▶ Stated problem:
Can you reproduce every line of the data below verbatim, leaving out the pictures?

▶ Image location labeling data:
======
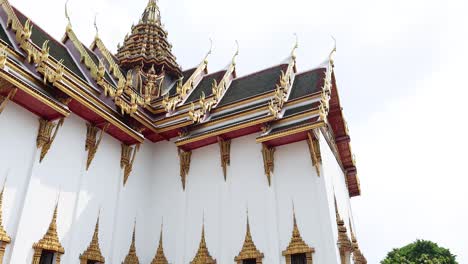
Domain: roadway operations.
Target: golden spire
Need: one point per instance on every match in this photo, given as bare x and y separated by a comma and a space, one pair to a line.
297, 244
3, 234
93, 252
249, 250
132, 257
203, 255
151, 15
50, 241
160, 258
======
▶ Reply:
Domain: roadway operations.
Target: golden spire
Need: one point per instance on every match in this photo, given as bare x and y separated by a comma and a space, one pair to a line.
297, 244
3, 234
93, 252
249, 250
132, 257
203, 255
151, 15
50, 241
160, 258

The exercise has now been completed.